#### [RECORDS TO USE]
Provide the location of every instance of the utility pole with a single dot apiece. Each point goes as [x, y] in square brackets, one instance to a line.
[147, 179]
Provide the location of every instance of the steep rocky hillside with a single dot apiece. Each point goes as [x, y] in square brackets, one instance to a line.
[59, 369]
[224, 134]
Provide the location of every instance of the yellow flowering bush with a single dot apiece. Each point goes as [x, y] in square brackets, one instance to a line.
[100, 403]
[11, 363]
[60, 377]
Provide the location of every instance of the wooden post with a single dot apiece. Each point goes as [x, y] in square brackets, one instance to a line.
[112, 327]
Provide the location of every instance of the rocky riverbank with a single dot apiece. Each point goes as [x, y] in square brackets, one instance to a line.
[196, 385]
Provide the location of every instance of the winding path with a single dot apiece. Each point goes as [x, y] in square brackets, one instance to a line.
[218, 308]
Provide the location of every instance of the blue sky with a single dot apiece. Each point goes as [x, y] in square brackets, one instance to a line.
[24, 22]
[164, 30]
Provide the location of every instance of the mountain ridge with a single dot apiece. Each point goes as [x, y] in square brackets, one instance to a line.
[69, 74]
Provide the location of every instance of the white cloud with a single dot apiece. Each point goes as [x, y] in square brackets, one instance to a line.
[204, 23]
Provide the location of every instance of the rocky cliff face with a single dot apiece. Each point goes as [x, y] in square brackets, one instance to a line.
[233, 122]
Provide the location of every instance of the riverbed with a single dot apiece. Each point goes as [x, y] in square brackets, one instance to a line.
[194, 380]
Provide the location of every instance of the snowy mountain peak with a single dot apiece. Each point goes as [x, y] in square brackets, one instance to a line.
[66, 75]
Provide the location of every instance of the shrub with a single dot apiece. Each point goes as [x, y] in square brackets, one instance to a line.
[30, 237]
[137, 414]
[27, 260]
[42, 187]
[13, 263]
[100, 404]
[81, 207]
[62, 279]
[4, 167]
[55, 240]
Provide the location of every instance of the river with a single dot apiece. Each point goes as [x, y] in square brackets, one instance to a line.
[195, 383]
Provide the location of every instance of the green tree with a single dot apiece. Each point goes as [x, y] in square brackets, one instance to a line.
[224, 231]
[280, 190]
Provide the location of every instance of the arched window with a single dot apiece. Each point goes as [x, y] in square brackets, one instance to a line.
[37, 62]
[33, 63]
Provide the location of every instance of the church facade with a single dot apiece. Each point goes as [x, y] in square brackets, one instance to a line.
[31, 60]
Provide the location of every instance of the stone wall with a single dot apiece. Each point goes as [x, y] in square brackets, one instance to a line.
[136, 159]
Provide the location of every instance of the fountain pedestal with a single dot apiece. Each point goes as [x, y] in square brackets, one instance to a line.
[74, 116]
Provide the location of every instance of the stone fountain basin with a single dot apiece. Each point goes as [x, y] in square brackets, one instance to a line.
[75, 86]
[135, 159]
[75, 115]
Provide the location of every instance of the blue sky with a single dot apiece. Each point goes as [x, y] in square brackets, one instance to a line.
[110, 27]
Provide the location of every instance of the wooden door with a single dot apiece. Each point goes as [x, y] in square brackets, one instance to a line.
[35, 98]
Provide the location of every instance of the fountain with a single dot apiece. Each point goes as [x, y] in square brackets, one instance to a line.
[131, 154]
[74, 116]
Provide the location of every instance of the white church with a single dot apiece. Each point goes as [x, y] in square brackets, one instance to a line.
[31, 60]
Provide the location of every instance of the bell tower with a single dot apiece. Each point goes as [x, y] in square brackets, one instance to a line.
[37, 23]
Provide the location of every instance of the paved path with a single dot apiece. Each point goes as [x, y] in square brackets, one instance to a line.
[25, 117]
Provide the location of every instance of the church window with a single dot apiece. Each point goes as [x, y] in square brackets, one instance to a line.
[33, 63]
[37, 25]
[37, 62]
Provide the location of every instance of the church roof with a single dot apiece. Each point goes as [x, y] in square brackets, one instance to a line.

#### [WORK TO BE COMPLETED]
Retype the whole listing exactly.

#### [WRITTEN RESPONSE]
Provide the location of every instance of the utility pole with a single dot apiece. Each point goes as [x, y] in square brackets, one instance to a line.
[147, 179]
Provide the location of every instance of the steep rocky hillside with a single dot apiece. Each point goes as [x, y] in square brackets, one instance to a line.
[59, 369]
[224, 134]
Provide the location of every instance of the yellow flowering bush with a single dot apiece. Each point goes as [x, y] in square brackets, one instance to a line.
[100, 403]
[11, 363]
[60, 377]
Provide the location of every instance of the wooden post with a single dot apiece. Each point goes as [x, y] in square brackets, one instance to a line.
[112, 327]
Provide the location of every instance of the rocky riverbank with a single dot apiece. Each point goes as [x, y] in square brackets, one instance to a line.
[196, 385]
Provide the location of every instance of the winding path with a single dot apiece. Each point goes as [x, y] in square brackets, one instance to a line.
[218, 308]
Provide the location of every instance of the blue sky with a single dot apiece. Each point goes as [x, y] in square brackets, one instance to a line.
[24, 22]
[164, 30]
Provide the location of every instance of the mountain ridge with a single dot apiece. Each point goes as [x, y] in square brackets, one instance to a line.
[69, 74]
Provide the location of every instance of the white cloud with a single dot apiece. Each point goes as [x, y] in square brackets, one instance to a line.
[204, 23]
Provide the location of every instance of the rocky cliff face with a single dot apiece. Each point goes as [x, y] in square brackets, one instance to a line.
[233, 122]
Provide the location of every instance of the riverbed with a single dot apiece. Each point goes as [x, y] in square brackets, one instance to a line.
[194, 380]
Provide the location of every instance of the snowy mountain peak with a single dot apiece. Each point goes as [x, y] in square brackets, one instance to a line.
[66, 75]
Provide the location of every instance of the shrub with a single dot apiece. Each point goes as [x, y] in square brackets, one instance to a line.
[30, 237]
[137, 414]
[27, 260]
[42, 187]
[13, 263]
[100, 404]
[81, 207]
[62, 279]
[4, 167]
[55, 240]
Provide the location of every instance of the river with a single dot apiece. Each point goes as [x, y] in square brackets, one instance to a line.
[195, 383]
Provide the location of every instance of the green tree with a single dot apiece. Each point goes as [x, y] in square brackets, one instance to a line.
[224, 231]
[280, 190]
Provide the location of every instance of the arched window with a single dot apiece. Each point goes as [x, y] in square brackets, one instance to a line.
[37, 62]
[33, 63]
Provide the location of every instance of the church facade with a single dot apiece. Each point goes as [x, y] in square brackets, one instance to a line.
[31, 60]
Provide the location of every instance of the stone wall with a single dot apiece. Each point goes as [x, y] in square brackets, one instance to a line.
[136, 159]
Provide the location of every instance of the fountain pedestal with a single dot apiece. Each point goes as [x, y] in square brackets, one instance to a line.
[74, 116]
Provide the location of every instance of the stone fountain basin with a single dot apiece. Each point goes as [x, y] in square brackets, one instance to a line.
[75, 86]
[135, 159]
[75, 115]
Provide the location of every instance of the blue sky with a single dot apiece. Each point goes as [x, y] in square brackets, one instance to a line.
[110, 27]
Provide the location of every instance of the wooden door with a single dot apiece. Each point goes as [x, y] in square brackets, one instance to a line.
[35, 98]
Provide the location of every instance of the fountain with a single dot apiece. Each point goes as [x, y] in square brackets, one instance to a line.
[131, 154]
[74, 116]
Provide the location of every instance of the white church with a single dot apiece. Each point goes as [x, y] in square brackets, one instance to a line.
[31, 60]
Provide the location of every instance of the bell tower with a single dot apiece. Each point goes as [x, y] in square brackets, one instance to a line.
[37, 23]
Provide the location of every instance of the paved path with a single dot apiece. Each point goes as [x, y] in square brackets, one instance to a line.
[25, 117]
Provide the location of every instance of the church window with a single dot apiece. Each point goes as [x, y] in square brackets, one instance to a line.
[33, 63]
[37, 25]
[37, 62]
Provide the location of every instance of the church roof with a single dot apiece. Each point goes as [x, y] in square brackets, one instance to a line.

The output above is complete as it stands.